== Segment start ==

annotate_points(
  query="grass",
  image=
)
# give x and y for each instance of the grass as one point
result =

== Segment end ==
== Segment start ==

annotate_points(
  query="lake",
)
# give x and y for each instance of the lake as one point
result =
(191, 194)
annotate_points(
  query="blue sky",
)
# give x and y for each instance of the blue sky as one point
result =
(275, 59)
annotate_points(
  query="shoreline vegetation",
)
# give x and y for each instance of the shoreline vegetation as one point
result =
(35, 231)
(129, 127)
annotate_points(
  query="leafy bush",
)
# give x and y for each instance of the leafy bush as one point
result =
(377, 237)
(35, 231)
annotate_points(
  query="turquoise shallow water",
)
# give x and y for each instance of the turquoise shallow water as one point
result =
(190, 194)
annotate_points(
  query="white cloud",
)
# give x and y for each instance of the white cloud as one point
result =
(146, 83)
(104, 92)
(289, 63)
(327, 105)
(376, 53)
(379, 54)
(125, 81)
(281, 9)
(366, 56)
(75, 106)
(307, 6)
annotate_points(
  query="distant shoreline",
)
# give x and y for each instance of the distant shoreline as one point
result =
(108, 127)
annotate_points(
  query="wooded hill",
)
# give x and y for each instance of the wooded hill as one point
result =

== Segment end ==
== Segment start ==

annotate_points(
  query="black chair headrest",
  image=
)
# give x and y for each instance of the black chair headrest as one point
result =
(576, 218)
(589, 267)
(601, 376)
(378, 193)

== Segment end ==

The problem => For every line above that includes the string "wooded", copy the line.

Answer section =>
  query="wooded hill",
# give x and y for each instance of the wooded hill as one point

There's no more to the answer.